Only the lines below from the one that holds "Target: guttering" through the one that holds "Target: bucket" should appear in the answer, copied exactly, end lines included and pictures omitted.

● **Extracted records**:
= Beginning of Section =

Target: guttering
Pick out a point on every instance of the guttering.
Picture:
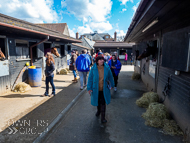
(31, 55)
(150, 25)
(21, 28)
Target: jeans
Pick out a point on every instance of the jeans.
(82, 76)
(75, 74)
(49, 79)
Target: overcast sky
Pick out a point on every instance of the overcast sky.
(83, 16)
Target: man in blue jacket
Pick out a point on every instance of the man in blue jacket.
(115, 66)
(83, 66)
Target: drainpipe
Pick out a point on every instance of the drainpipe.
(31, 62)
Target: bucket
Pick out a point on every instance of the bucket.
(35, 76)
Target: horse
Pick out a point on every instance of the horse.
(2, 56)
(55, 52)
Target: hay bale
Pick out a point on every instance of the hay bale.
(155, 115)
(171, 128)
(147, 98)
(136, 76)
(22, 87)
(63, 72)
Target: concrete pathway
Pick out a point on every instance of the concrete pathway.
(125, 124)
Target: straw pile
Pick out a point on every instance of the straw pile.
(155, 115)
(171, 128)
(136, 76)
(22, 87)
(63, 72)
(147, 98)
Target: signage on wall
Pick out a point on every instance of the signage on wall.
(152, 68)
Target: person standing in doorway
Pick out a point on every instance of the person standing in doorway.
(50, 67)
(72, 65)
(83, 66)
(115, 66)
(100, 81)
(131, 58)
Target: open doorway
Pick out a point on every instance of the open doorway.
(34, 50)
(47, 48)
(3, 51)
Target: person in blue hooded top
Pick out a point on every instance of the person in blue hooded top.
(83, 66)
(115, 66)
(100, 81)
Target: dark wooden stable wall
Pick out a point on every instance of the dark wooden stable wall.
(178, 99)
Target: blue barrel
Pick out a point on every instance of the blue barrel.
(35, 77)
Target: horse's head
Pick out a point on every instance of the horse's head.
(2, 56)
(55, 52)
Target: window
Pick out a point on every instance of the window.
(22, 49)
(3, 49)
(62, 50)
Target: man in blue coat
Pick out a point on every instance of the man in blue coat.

= End of Section =
= Beginning of Section =

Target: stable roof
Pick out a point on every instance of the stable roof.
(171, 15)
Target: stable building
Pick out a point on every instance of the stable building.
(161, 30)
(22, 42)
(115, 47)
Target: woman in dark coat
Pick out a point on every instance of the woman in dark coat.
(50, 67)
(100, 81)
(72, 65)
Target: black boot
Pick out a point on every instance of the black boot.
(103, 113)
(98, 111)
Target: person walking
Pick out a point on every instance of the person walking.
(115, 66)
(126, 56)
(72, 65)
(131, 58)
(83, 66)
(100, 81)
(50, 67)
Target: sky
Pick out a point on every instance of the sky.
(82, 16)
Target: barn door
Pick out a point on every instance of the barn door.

= End of Section =

● **EXERCISE RESULT**:
Target: guttering
Pick out a point on every instance of the guttering.
Picture:
(31, 55)
(150, 25)
(21, 28)
Target: jeans
Pick out a point on every instance of the jeans.
(82, 76)
(75, 74)
(49, 79)
Target: overcast sky
Pick out a point on every instance of the overcast sky.
(83, 16)
Target: man in blue jacket
Pick out a point on every instance of the man in blue jacket.
(115, 66)
(83, 66)
Target: drainpipe
Pick out a point on every instance of the drainpipe.
(31, 62)
Target: bucket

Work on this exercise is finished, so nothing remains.